Entries taken from a collection:
==============================
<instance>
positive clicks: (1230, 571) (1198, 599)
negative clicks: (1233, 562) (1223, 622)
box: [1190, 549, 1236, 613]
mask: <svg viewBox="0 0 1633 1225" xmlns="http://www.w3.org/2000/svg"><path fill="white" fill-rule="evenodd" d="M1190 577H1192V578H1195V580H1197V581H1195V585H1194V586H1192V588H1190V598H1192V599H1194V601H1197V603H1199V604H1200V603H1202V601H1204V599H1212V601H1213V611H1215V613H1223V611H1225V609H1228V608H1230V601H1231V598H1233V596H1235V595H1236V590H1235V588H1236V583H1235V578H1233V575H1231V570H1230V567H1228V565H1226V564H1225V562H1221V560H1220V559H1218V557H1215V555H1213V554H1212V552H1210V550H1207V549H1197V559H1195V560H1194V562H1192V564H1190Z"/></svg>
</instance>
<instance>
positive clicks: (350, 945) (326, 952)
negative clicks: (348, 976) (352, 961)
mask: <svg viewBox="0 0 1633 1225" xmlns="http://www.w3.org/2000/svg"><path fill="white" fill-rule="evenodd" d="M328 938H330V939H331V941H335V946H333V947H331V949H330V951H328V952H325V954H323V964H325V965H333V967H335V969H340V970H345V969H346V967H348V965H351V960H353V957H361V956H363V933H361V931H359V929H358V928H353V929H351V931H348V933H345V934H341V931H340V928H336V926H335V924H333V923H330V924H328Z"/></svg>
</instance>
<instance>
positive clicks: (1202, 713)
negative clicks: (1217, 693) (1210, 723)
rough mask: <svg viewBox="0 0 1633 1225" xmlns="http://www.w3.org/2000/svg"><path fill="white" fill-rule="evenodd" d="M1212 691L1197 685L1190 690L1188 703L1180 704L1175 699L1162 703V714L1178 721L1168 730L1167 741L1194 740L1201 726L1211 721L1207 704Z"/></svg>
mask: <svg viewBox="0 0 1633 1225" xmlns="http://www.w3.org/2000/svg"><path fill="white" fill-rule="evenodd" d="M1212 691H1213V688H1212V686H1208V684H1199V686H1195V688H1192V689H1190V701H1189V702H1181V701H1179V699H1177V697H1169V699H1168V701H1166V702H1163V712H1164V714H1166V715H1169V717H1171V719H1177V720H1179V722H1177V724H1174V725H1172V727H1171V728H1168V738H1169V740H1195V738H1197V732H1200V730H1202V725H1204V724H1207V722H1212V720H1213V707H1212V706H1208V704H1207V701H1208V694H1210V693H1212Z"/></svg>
==============================
Scan the data for lines containing "positive" and copy all of them.

Reply:
positive clicks: (1230, 571) (1198, 599)
positive clicks: (350, 945) (326, 952)
positive clicks: (1202, 713)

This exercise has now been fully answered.